§ **Document extract**:
++++++++++++++++++++
I finally sorted out some images for the Macro competition after dinner, and uploaded them to IGPOTY at 10pm. I don’t expect any of them to survive the first cull, but I’ve come to realise that the process of selecting photos for a competition is useful in itself, because it makes you look at your shots with a very critical eye. And with IGPOTY you can ask for feedback, which is valuable.
This is one of the photos I took today but which I didn’t enter into the competition. I like it a lot, but I think the very out-of-focus flower head to the right of centre is distracting – so you get to see it instead!
Right: here is today’s dispatch on the circus which is British politics.
Firstly this morning, Michael Gove, the Sneak of the Fourth Remove, demolisher of the country’s state education system, former close personal friend of David Cameron and George Osborne until he stabbed them in the back by coming out as a leader of the Brexit camp, then close personal friend of Boris Johnson and expected to be his running mate in the upcoming Tory leadership fiasco….. announced that actually he’d decided that Johnson wouldn’t make a very good Prime Minister, and therefore he was standing himself.
Michael Gove…. Michael Gove….. There is something so insidiously, treacherously repellant about Michael Gove that I feel the word “gove” should enter the language forthwith as a verb describing the act of shafting people who are more worthwhile than you are, in the hope of taking their jobs. To gove: I gove; you gove; he, she or it goves. “He was always very decent to me – invited me round for Christmas, introduced me into his five-a-side team… but I really wanted to be Area Sales Manager, so I had to gove him.”
Michael Gove….
Sorry – moving on. No sooner had the nation mopped the tea which had sprayed out of its collective nose on hearing this announcement from its collective keyboard, than Boris Johnson took to the stage for what had been expected to be his candidacy declaration, and said that actually he didn’t think he’d be a very good Prime minister either, and therefore he wouldn’t be standing. And if you want to know how the nation felt about that, take a look at the guy walking out behind the BBC reporter.
++++++++++++++++++++
(Saved data entries)
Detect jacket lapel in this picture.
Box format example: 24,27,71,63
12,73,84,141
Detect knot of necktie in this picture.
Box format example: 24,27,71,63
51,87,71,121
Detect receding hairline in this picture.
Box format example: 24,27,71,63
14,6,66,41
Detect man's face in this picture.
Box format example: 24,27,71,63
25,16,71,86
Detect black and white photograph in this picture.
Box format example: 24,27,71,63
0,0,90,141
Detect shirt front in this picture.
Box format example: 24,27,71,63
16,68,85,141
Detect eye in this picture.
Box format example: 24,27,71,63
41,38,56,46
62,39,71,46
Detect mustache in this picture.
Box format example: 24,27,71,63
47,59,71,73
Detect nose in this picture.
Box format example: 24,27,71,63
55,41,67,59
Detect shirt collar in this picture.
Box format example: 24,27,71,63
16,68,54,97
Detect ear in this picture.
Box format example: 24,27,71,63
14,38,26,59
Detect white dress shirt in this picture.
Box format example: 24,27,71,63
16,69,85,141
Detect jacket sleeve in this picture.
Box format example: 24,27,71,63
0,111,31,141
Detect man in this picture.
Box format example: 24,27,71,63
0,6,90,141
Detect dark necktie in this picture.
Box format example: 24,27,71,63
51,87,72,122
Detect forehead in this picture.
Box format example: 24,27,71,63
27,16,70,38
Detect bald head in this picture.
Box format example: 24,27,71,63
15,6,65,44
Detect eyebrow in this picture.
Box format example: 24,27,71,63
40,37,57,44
++++++++++++++++++++
§ **Exercise description**: Write out the whole blog post about the photo competition and British politics, word for word. The records aren't needed for this.

§ **Response area**:
I finally sorted out some images for the Macro competition after dinner, and uploaded them to IGPOTY at 10pm. I don’t expect any of them to survive the first cull, but I’ve come to realise that the process of selecting photos for a competition is useful in itself, because it makes you look at your shots with a very critical eye. And with IGPOTY you can ask for feedback, which is valuable.
This is one of the photos I took today but which I didn’t enter into the competition. I like it a lot, but I think the very out-of-focus flower head to the right of centre is distracting – so you get to see it instead!
Right: here is today’s dispatch on the circus which is British politics.
Firstly this morning, Michael Gove, the Sneak of the Fourth Remove, demolisher of the country’s state education system, former close personal friend of David Cameron and George Osborne until he stabbed them in the back by coming out as a leader of the Brexit camp, then close personal friend of Boris Johnson and expected to be his running mate in the upcoming Tory leadership fiasco….. announced that actually he’d decided that Johnson wouldn’t make a very good Prime Minister, and therefore he was standing himself.
Michael Gove…. Michael Gove….. There is something so insidiously, treacherously repellant about Michael Gove that I feel the word “gove” should enter the language forthwith as a verb describing the act of shafting people who are more worthwhile than you are, in the hope of taking their jobs. To gove: I gove; you gove; he, she or it goves. “He was always very decent to me – invited me round for Christmas, introduced me into his five-a-side team… but I really wanted to be Area Sales Manager, so I had to gove him.”
Michael Gove….
Sorry – moving on. No sooner had the nation mopped the tea which had sprayed out of its collective nose on hearing this announcement from its collective keyboard, than Boris Johnson took to the stage for what had been expected to be his candidacy declaration, and said that actually he didn’t think he’d be a very good Prime minister either, and therefore he wouldn’t be standing. And if you want to know how the nation felt about that, take a look at the guy walking out behind the BBC reporter.